## Excerpts from a location annotation dataset
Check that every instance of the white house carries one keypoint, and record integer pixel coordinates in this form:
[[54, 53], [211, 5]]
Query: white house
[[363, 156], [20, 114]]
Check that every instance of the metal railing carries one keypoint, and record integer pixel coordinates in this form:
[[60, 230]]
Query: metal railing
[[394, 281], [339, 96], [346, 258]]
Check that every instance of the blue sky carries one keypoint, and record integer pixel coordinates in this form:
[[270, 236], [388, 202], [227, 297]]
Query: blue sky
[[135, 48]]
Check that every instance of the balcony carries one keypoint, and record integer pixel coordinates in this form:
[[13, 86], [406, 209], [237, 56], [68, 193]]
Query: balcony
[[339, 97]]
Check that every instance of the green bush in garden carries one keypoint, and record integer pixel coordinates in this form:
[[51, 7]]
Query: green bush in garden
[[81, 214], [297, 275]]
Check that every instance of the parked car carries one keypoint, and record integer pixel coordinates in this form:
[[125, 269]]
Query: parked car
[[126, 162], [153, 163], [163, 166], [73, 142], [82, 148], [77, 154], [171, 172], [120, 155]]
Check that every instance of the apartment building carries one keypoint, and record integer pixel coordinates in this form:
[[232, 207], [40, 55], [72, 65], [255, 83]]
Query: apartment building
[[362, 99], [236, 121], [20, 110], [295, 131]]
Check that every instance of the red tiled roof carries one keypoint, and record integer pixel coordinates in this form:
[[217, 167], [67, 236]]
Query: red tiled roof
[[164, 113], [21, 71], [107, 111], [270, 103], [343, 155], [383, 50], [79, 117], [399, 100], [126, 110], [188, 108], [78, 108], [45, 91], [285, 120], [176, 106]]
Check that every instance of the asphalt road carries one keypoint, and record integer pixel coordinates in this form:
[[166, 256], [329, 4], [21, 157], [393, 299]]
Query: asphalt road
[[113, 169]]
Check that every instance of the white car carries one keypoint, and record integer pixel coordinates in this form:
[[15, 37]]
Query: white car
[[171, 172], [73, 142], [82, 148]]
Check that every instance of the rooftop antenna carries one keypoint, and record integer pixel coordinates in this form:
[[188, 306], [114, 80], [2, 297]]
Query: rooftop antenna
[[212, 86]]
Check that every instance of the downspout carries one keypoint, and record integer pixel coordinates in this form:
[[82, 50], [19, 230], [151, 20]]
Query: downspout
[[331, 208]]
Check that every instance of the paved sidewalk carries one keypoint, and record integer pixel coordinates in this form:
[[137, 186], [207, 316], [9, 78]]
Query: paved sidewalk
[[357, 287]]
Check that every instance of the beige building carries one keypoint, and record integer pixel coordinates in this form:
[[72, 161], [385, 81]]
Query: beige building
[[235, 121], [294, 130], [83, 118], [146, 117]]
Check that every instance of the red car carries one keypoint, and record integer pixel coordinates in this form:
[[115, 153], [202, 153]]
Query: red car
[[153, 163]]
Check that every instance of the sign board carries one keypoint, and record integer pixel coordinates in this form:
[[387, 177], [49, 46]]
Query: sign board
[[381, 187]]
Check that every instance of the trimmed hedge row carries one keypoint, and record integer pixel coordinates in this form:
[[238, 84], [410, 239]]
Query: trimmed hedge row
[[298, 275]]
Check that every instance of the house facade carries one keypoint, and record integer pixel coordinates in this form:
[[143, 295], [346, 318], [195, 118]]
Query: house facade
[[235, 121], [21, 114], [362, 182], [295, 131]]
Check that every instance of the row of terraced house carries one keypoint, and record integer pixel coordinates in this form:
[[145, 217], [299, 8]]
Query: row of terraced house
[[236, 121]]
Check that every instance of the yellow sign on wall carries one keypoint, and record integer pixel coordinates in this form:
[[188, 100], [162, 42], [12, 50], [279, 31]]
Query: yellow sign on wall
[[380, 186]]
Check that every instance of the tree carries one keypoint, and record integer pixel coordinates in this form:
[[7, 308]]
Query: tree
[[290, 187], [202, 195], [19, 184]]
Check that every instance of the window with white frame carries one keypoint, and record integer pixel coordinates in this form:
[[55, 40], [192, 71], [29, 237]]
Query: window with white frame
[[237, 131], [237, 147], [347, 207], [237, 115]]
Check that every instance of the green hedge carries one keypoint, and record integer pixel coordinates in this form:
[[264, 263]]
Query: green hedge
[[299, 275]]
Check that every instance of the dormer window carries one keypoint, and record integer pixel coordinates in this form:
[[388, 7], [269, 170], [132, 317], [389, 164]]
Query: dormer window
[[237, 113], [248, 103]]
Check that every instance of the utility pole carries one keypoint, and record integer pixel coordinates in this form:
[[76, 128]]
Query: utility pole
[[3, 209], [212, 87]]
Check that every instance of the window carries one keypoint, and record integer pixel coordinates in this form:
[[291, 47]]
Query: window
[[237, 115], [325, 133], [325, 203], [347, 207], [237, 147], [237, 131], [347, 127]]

## EXERCISE
Reproduce every entry above verbatim, line for line, with no changes.

## FULL OUTPUT
Check that every instance of the white house carries one keypoint, and record integer pixel coordinates in this form:
[[54, 53], [211, 5]]
Query: white house
[[363, 156], [20, 114]]
Check that every instance of the metal railing carries one keypoint, and record integer pixel coordinates in this form:
[[60, 230]]
Query: metal railing
[[394, 281], [339, 96], [346, 258]]
Check that every instance of the blue sky carries one keypoint, and record integer pixel coordinates in this form:
[[270, 236], [388, 202], [227, 297]]
Query: blue sky
[[135, 48]]
Check that every instance of the balcony carries one keypoint, and record integer pixel coordinates in this form:
[[13, 86], [406, 209], [237, 56], [68, 193]]
Query: balcony
[[339, 97]]
Check that every instance of the green bush in garden carries one keypoint, and record integer pixel coordinates in this form:
[[51, 7]]
Query: green bush in garden
[[81, 214], [297, 275]]
Check that every instance of the parked car carries one keypoint, and record integer pixel coordinates in this form:
[[125, 269]]
Query: parked car
[[126, 162], [153, 163], [163, 166], [73, 142], [82, 148], [77, 154], [171, 172], [120, 155]]
Check that every instance of the apartment building carries one keypoint, and record integer pixel coordinates in this form:
[[232, 207], [40, 55], [72, 65], [255, 83]]
Query: apartment building
[[362, 99], [236, 121], [20, 110], [295, 131]]
Check that every instance of the red tiled roof carries one keypoint, and record integer pixel coordinates in this form:
[[217, 167], [67, 236]]
Query: red tiled roof
[[164, 113], [21, 71], [107, 111], [270, 103], [343, 155], [383, 50], [79, 117], [399, 100], [126, 110], [188, 108], [78, 108], [45, 91], [285, 120], [176, 106]]
Check that every instance of the asphalt road carries one keypoint, and record integer pixel coordinates in this form:
[[166, 256], [329, 4], [21, 157], [393, 299]]
Query: asphalt road
[[113, 169]]
Check that every instance of the white car carries one keypoint, and record integer pixel coordinates in this form:
[[15, 37]]
Query: white car
[[171, 172], [73, 142], [82, 148]]
Check that every instance of the rooftop antenna carries one keypoint, and record integer pixel coordinates in this form:
[[188, 306], [114, 80], [2, 297]]
Query: rooftop antenna
[[212, 86]]
Check that every instance of the downspout carries one keypoint, and record integer pixel coordinates in this form:
[[82, 50], [19, 230], [151, 20]]
Query: downspout
[[331, 208]]
Check that every instance of the paved sidewalk carries one keypoint, and record integer pixel coordinates in this form:
[[137, 186], [207, 316], [9, 78]]
Query: paved sidewalk
[[357, 287]]
Check that every instance of the beige building carries one keypoint, and record integer pixel coordinates in this form:
[[72, 161], [385, 81]]
Query: beige building
[[235, 121], [294, 130], [83, 118], [146, 117]]
Check that every instance of the red car carries one keypoint, and record integer pixel coordinates in this form:
[[115, 153], [202, 153]]
Query: red car
[[153, 163]]
Check that every instance of the sign board carries one keypoint, and record integer pixel coordinates in this form:
[[387, 177], [49, 46]]
Query: sign board
[[381, 187]]
Check that every instance of the trimmed hedge row carries one keypoint, and record integer pixel coordinates in this form:
[[238, 84], [410, 239]]
Query: trimmed hedge row
[[298, 275]]
Check that every instance of the house facade carries one keypoint, and record integer pixel coordinates in this form:
[[143, 295], [346, 318], [195, 118]]
Query: house facade
[[235, 121], [21, 114], [362, 182], [295, 131]]
Check that every instance of the row of terraced house carries one keypoint, and record integer pixel coordinates in this form:
[[145, 217], [299, 8]]
Query: row of terraced house
[[236, 121]]
Check that every instance of the yellow sign on wall carries one keypoint, and record integer pixel coordinates in this form:
[[188, 100], [162, 42], [12, 50], [279, 31]]
Query: yellow sign on wall
[[380, 186]]
Check that every instance of the tree carries one keypoint, and record integer pixel coordinates in this form:
[[7, 308]]
Query: tree
[[290, 187], [202, 195], [19, 184]]
Check that every instance of the window with white frame carries one keypoint, and record integer pixel coordinates in this form:
[[55, 40], [192, 71], [29, 237]]
Query: window with white frame
[[237, 131], [237, 147], [347, 207], [237, 115]]
Check that every instance of the green hedge carries one keypoint, and record integer pixel coordinates in this form:
[[264, 263]]
Query: green hedge
[[299, 275]]
Check that every instance of the dormer window carries one keypoint, and record integer pixel coordinates in this form:
[[388, 7], [269, 170], [132, 317], [389, 164]]
Query: dormer window
[[237, 113], [248, 103]]
Check that every instance of the utility pole carries one keypoint, and record integer pixel coordinates in this form:
[[76, 128]]
Query: utility pole
[[3, 209], [212, 87]]
Check that every instance of the window carries one keypoint, and record integer pixel coordinates in this form:
[[291, 47]]
Query: window
[[237, 115], [325, 133], [325, 203], [347, 207], [237, 147], [237, 131], [347, 127]]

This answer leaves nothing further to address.